▶ WHAT IS REQUIRED:
Repeat the material exactly from its first line to the line that includes "TASK: place one marker for each instance of the grassy". Skip pictures.

::::::::::

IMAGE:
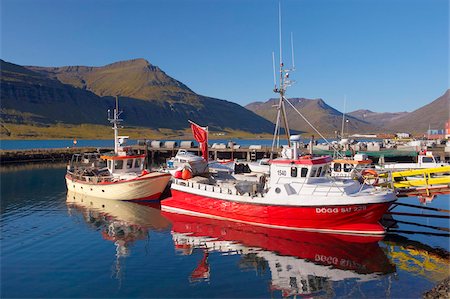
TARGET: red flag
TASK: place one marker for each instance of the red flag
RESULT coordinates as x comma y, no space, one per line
201,135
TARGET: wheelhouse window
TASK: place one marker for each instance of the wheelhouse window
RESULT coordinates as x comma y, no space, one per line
129,163
319,171
313,172
294,172
347,167
324,170
304,172
337,167
427,160
137,163
118,164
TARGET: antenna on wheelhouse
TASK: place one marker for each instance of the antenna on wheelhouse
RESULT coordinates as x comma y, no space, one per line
284,83
115,120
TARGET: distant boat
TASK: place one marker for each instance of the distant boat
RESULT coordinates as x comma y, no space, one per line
425,159
119,175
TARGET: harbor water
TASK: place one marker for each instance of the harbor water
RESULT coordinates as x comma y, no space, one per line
60,245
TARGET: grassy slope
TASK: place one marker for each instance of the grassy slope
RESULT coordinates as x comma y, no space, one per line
90,131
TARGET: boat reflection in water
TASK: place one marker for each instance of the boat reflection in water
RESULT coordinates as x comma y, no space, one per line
121,222
301,263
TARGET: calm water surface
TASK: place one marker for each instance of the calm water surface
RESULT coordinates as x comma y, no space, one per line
55,244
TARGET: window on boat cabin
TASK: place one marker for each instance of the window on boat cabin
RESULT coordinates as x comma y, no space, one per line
337,167
293,171
319,171
118,164
304,172
324,170
129,163
347,167
427,160
137,163
313,172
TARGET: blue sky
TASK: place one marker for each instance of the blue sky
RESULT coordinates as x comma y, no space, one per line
383,55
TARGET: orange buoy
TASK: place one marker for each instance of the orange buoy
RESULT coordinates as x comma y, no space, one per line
368,175
177,174
186,174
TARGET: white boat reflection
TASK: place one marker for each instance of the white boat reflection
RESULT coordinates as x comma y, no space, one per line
121,222
300,263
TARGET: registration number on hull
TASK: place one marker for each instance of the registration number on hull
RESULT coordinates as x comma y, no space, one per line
340,210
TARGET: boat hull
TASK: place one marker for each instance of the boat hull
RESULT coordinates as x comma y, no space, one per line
146,187
352,219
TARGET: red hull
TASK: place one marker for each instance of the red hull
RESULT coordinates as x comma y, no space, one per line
360,254
344,219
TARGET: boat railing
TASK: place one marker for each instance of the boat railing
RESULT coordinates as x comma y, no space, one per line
211,188
95,179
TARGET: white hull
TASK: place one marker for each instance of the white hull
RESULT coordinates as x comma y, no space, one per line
147,187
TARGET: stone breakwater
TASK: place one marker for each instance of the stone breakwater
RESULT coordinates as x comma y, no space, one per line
441,290
41,155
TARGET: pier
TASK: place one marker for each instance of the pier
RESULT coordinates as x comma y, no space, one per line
159,151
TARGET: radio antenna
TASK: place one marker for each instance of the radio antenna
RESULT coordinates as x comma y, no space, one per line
292,51
279,28
274,71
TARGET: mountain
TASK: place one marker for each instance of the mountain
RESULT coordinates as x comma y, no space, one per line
376,117
323,117
81,94
433,115
136,79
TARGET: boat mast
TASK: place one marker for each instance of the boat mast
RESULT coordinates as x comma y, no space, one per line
284,83
116,121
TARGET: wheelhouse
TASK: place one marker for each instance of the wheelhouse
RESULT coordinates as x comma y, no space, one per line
300,169
124,164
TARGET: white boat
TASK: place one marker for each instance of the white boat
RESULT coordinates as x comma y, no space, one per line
261,166
119,175
197,165
424,160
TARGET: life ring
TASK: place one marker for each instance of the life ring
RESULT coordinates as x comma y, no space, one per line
368,175
186,174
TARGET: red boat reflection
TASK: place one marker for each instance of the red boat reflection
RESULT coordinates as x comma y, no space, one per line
301,263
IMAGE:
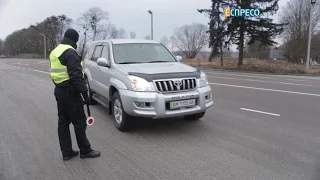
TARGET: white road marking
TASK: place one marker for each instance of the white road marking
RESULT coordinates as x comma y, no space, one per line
30,69
24,64
264,89
232,74
262,112
274,82
266,76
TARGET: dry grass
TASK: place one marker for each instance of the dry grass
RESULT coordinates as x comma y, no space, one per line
268,66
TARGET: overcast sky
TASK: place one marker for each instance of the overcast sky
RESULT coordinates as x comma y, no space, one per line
132,15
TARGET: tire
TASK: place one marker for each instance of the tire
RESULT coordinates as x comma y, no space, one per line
121,119
195,117
90,94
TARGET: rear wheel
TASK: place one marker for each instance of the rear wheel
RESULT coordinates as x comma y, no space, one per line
194,117
90,94
121,119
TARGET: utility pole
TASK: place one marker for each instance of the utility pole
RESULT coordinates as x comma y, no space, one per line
44,41
151,13
313,2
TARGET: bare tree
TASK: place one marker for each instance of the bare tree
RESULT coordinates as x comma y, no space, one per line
95,17
165,41
296,17
133,35
148,37
190,39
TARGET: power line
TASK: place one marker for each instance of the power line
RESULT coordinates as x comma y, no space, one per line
173,14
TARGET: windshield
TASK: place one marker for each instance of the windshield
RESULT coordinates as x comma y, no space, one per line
141,53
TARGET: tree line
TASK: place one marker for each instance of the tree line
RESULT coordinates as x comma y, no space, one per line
93,25
253,36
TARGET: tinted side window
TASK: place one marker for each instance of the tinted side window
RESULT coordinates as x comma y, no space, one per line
90,52
105,52
97,53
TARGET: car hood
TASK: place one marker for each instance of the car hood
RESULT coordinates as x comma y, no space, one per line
156,68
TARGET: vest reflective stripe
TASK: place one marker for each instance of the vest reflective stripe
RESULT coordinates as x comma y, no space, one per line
58,72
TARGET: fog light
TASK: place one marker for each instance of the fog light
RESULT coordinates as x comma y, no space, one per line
140,104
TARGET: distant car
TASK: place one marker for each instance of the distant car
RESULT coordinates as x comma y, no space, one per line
141,78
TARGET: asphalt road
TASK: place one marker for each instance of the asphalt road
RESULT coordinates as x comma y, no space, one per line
261,127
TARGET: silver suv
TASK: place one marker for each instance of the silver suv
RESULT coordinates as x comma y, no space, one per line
141,78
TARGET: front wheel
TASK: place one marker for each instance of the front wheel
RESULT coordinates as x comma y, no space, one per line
194,117
121,119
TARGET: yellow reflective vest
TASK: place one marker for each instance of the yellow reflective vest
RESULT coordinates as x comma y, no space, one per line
58,72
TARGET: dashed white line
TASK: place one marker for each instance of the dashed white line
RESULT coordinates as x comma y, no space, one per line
241,75
262,112
273,82
264,89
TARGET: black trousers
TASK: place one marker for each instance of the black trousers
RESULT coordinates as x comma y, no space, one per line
71,110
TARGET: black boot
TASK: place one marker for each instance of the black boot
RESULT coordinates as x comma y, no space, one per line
69,155
90,154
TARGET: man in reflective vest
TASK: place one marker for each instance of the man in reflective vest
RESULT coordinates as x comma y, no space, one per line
70,92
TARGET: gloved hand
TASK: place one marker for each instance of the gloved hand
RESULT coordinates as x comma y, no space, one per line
85,98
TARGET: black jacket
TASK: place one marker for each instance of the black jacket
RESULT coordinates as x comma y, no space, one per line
71,59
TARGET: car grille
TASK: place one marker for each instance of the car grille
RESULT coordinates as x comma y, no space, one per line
176,85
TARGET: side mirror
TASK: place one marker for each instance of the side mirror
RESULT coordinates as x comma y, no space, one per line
179,58
103,62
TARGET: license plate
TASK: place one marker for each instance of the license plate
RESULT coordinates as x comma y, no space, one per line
181,104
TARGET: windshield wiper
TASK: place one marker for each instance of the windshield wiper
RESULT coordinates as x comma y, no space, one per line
129,63
158,61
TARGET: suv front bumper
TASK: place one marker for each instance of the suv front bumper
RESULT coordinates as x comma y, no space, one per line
157,103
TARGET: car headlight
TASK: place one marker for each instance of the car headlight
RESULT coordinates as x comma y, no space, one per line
140,84
203,80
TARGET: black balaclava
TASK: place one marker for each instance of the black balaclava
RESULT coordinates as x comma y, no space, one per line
72,34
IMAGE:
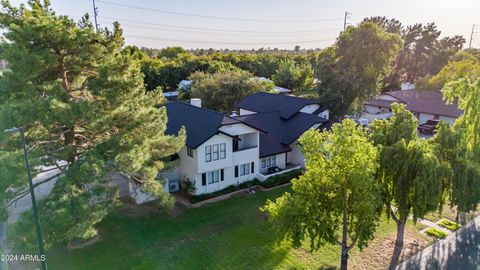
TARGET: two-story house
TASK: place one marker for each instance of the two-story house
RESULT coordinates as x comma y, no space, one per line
222,150
219,150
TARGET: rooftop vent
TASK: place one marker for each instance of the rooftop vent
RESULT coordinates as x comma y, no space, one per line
197,102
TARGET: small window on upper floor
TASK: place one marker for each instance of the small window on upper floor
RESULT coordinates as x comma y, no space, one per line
189,151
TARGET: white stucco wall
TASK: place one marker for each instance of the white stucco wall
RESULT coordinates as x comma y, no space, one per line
279,161
296,156
194,168
188,165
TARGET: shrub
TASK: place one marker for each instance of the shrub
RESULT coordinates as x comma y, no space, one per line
281,179
436,233
452,226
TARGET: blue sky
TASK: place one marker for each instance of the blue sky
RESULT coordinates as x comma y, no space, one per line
268,23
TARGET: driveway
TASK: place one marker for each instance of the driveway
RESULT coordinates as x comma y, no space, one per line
460,250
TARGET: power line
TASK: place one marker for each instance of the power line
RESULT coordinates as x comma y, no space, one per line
218,30
230,42
214,17
160,29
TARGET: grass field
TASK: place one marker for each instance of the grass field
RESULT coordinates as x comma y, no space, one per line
232,234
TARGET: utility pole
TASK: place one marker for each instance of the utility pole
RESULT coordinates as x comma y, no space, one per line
95,13
347,14
41,248
471,36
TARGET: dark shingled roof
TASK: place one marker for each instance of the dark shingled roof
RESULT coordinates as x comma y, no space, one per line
201,124
280,132
263,102
421,101
380,103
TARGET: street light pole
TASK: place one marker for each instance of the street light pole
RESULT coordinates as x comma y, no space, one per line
32,194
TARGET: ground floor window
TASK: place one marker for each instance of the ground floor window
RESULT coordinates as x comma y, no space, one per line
245,169
213,176
268,162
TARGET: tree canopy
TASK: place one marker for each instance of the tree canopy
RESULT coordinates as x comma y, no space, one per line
222,90
460,145
411,176
335,201
352,70
294,76
423,53
81,98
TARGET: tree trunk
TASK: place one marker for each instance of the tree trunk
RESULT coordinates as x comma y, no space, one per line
398,243
344,259
462,217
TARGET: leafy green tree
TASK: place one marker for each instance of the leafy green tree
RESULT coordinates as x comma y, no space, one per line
352,71
221,91
294,76
338,190
170,52
423,54
411,176
460,145
81,99
218,66
463,65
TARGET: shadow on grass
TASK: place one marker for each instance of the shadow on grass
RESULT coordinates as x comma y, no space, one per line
232,234
461,251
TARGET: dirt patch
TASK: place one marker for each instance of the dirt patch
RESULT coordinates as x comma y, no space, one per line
377,255
131,209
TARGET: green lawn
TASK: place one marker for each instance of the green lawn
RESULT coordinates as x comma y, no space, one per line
232,234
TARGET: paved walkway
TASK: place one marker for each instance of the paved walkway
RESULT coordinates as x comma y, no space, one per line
434,225
459,250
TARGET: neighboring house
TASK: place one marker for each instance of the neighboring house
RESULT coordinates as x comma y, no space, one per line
425,105
223,150
285,119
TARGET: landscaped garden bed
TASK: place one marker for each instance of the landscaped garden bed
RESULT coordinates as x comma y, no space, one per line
269,183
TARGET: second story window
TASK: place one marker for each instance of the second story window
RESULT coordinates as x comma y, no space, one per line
268,162
223,152
208,153
244,169
215,152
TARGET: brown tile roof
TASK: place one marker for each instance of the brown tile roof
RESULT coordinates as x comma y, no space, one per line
380,103
421,101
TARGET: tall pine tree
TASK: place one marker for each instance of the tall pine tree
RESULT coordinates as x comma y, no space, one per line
81,99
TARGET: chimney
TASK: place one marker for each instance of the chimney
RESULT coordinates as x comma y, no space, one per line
197,102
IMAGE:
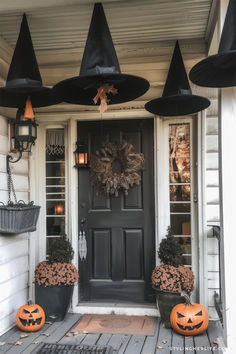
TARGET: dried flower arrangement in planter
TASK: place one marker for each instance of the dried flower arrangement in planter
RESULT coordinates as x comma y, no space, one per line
171,278
55,279
175,279
47,274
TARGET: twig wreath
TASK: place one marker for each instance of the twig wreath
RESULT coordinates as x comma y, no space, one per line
108,182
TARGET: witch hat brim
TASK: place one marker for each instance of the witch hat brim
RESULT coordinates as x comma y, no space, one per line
177,105
24,78
219,70
99,67
82,90
177,98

::::::::::

▶ THE COMPLETED TASK:
IMAGE:
TARGET: red flag
TASK: place one marker for each instance of the red flag
RESULT coordinates as x comma y, no space, one per line
201,135
TARGET: wheelhouse window
TASK: place one marker for each instance of the wheelhouse window
RESULT coordinates as x comma y, no space, one per line
129,163
319,171
313,172
294,172
347,167
324,170
304,172
337,167
427,160
137,163
118,164
TARGET: antenna on wheelhouse
TASK: place one marker for each instance of the antenna on wheelhouse
RESULT coordinates as x comma y, no space, one per line
284,83
115,120
TARGET: distant boat
TASK: place one marker for each instance of the distant boat
RESULT coordinates as x comma y, no space, one per line
425,159
119,175
TARGET: harbor water
TASK: place one marker for each instance of the harbor water
RESULT coordinates as x comma y, no space, one per line
60,245
TARGET: grassy slope
TASK: place one marker for each instance of the grassy slope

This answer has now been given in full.